START

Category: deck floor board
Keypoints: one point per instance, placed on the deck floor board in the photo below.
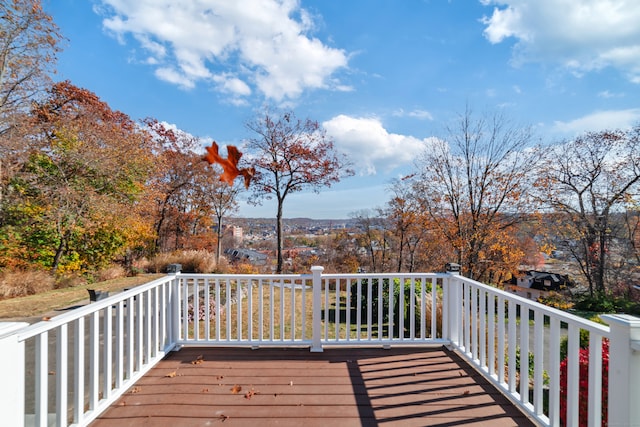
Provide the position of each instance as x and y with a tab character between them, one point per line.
294	387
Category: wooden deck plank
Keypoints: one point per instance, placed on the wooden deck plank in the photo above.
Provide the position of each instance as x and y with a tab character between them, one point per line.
293	387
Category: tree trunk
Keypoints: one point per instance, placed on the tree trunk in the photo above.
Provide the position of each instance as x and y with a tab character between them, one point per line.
219	242
59	251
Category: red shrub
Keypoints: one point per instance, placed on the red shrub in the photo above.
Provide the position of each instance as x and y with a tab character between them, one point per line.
583	403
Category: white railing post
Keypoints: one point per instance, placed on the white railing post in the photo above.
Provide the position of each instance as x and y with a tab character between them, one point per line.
624	369
316	339
174	307
12	357
453	306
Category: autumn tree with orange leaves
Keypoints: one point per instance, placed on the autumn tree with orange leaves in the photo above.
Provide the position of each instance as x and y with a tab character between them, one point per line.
75	203
29	43
291	155
473	183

END

# [Aim of the task]
Rewrite all of the items above, changing "tab character" to "comma" wherever it occurs and keeping everything else the same. Leave out the pictures.

# [Written answer]
Category: deck floor board
Keypoints: one point per instance, placed on the deck floor board in the photo below.
Provide the position of each instance as x and y with a comma between them, one point per line.
294	387
Category: wooden deck plank
Keypoints: one point per instance, placed on the wooden deck plank in the photo above.
Provide the position of each instance as x and y with a comma between them, one point per line.
293	387
Category: tree trunk
Keypoints: one point per instance, placed on the tree trunk in the photo above.
Provide the position of each instance as x and y with a comma between them, one point per line.
219	242
59	251
Category: red shrub
Keypoints: one point per instance, placed on the red shrub in the photo above.
Provide the position of each instance as x and y with a comma between them, one point per line.
583	403
Category: white railing post
Keypoints: one point per instance, placed on the white railing post in the photo above.
Provide the position of each instance as x and y with a comma between them, one point per line.
624	369
316	339
174	307
12	357
453	306
Category: autumn tree with orange leaves
Keypoints: one point per instance, placed on the autumn tree with orange leaves in the photo above.
Provide the position of each instance as x and y with a comma between them, one point per line.
75	203
29	43
291	155
473	183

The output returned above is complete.